(Segmentation labeling entries)

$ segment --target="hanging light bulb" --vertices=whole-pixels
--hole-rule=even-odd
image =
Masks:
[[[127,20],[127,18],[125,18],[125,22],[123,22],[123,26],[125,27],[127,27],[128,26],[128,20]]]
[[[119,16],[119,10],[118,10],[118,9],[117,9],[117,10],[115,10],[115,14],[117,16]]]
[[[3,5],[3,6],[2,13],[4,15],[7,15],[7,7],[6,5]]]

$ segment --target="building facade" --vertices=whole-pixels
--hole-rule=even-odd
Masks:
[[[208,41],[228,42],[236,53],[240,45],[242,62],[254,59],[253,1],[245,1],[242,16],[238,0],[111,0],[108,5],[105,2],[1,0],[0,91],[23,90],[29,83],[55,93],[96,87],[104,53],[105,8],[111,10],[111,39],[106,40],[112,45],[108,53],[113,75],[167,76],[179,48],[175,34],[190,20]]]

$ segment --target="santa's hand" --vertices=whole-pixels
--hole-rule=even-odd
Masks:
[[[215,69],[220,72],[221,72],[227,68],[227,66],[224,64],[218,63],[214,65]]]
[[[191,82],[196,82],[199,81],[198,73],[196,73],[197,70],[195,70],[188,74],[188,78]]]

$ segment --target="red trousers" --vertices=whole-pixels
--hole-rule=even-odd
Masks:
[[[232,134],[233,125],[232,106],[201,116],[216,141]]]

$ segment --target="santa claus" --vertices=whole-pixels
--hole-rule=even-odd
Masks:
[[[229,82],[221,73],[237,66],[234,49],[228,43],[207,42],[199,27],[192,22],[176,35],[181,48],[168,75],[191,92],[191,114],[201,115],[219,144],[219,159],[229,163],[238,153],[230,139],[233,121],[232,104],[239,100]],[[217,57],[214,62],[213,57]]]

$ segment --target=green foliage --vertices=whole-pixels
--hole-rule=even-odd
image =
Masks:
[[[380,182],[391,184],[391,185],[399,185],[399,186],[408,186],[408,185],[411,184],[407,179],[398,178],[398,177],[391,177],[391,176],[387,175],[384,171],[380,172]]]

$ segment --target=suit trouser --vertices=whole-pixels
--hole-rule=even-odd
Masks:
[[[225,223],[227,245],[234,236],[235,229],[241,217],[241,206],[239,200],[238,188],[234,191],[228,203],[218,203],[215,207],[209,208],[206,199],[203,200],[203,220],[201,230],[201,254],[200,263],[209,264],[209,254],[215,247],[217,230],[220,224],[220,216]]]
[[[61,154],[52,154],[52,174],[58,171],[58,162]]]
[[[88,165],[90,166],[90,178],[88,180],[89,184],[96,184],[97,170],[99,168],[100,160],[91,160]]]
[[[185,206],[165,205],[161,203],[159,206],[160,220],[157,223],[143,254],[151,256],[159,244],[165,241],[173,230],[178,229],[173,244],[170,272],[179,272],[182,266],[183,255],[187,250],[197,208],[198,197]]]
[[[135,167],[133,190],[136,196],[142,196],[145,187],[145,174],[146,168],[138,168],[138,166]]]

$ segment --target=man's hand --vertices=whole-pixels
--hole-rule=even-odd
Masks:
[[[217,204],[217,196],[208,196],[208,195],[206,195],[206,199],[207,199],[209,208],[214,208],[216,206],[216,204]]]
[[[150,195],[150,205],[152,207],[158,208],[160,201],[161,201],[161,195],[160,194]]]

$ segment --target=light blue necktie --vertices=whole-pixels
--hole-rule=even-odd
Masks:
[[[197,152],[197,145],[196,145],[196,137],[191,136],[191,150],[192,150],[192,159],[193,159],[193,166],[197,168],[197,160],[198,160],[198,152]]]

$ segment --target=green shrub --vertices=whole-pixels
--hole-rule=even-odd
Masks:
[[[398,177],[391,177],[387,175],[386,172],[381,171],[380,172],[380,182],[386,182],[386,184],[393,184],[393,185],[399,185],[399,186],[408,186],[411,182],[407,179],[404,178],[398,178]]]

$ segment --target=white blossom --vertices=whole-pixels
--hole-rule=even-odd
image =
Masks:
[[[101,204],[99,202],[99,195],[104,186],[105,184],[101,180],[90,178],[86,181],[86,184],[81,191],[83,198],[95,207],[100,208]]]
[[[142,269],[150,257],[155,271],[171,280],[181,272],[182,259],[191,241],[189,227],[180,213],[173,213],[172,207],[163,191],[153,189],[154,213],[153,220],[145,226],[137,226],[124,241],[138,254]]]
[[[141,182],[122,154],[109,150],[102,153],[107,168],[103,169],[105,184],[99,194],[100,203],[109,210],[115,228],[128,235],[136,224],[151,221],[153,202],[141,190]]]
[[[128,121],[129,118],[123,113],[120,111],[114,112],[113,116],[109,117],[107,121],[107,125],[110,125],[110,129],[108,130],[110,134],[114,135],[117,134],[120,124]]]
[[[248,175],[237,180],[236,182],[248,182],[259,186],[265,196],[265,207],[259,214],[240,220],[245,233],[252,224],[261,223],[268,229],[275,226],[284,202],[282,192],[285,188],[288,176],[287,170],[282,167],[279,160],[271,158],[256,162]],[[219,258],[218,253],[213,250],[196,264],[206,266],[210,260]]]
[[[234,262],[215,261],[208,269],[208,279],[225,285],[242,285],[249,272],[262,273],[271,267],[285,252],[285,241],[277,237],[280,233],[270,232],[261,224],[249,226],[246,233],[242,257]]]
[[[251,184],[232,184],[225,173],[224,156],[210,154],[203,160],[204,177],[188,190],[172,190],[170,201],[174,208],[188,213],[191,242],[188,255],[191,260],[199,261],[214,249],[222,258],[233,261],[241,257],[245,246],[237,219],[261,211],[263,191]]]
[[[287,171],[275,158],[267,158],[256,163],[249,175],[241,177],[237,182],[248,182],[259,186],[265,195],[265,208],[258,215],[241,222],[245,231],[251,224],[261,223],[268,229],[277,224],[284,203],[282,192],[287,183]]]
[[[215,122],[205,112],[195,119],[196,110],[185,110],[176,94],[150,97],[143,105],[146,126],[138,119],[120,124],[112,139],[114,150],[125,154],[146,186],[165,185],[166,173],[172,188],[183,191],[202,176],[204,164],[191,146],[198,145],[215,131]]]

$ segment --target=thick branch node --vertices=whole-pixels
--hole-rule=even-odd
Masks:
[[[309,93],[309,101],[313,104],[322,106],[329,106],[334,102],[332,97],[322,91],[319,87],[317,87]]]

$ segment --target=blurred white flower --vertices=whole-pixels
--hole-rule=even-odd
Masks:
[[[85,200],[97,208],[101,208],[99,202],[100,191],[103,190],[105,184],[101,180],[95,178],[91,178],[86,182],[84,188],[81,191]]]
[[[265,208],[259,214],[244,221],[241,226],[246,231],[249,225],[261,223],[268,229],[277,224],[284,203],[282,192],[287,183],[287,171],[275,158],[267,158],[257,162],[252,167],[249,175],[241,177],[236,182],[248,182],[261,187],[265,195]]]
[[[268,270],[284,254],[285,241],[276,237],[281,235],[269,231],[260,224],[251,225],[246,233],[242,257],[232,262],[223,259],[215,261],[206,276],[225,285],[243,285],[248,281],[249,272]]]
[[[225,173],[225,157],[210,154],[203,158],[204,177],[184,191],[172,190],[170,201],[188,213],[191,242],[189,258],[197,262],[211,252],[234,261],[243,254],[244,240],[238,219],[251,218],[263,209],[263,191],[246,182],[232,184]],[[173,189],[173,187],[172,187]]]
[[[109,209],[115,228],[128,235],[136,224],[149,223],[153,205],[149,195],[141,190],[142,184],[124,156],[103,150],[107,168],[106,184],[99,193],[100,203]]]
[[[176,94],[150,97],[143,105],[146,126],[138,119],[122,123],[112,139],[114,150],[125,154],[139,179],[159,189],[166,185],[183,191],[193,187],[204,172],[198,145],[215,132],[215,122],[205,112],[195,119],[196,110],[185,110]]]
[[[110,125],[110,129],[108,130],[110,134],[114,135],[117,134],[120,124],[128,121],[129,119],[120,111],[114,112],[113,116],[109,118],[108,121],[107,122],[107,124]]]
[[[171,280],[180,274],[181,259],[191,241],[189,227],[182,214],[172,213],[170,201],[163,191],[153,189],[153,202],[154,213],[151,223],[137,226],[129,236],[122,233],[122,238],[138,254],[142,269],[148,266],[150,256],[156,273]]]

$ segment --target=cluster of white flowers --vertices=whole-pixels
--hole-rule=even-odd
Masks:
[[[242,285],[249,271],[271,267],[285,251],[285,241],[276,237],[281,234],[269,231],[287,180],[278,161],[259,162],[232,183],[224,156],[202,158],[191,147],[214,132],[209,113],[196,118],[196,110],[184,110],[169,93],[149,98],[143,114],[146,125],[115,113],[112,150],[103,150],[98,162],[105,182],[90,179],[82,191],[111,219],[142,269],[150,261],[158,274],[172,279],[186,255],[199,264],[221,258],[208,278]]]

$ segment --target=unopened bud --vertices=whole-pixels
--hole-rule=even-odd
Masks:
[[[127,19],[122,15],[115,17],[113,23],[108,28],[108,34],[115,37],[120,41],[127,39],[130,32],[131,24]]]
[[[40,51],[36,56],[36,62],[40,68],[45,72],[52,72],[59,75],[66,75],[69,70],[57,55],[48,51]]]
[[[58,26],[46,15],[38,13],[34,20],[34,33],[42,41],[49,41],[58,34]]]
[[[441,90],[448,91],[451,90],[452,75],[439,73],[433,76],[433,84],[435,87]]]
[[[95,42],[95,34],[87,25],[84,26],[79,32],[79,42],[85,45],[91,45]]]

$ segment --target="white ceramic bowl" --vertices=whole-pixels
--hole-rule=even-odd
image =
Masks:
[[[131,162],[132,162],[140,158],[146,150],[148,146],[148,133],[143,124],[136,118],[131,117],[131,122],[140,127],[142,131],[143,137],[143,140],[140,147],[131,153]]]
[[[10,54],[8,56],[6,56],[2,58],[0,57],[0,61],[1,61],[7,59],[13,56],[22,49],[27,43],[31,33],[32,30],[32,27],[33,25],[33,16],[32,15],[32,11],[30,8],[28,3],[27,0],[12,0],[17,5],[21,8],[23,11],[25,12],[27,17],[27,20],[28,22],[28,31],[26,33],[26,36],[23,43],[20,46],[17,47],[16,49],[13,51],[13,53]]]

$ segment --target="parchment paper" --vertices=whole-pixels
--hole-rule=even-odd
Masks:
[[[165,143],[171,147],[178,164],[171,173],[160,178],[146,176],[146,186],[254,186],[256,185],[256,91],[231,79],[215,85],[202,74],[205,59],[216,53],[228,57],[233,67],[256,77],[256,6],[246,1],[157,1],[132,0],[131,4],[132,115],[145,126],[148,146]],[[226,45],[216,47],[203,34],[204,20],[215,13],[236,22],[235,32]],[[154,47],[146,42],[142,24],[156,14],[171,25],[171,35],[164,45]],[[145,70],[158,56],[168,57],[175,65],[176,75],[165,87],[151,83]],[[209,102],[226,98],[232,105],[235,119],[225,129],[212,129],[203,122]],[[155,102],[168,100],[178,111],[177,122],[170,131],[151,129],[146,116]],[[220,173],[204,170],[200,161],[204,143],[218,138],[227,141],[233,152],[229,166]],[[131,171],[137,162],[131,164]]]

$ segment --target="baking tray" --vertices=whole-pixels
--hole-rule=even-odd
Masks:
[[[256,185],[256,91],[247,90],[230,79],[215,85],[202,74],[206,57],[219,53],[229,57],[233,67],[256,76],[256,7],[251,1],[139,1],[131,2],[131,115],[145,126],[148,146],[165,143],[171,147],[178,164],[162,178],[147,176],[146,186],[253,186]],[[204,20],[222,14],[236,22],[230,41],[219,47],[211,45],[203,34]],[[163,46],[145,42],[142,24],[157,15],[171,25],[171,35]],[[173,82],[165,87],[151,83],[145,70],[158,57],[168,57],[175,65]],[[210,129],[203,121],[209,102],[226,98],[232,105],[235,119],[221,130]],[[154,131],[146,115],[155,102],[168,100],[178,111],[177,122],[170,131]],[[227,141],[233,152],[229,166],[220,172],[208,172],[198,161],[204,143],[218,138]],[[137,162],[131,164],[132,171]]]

:: DIRECTIONS ::
Pick out every line in the listing above that contains the string "santa", and copy each one.

:: FINISHED ANSWER ::
$ segment --target="santa's hand" --vertices=whole-pixels
$ segment --target="santa claus" --vertices=whole-pixels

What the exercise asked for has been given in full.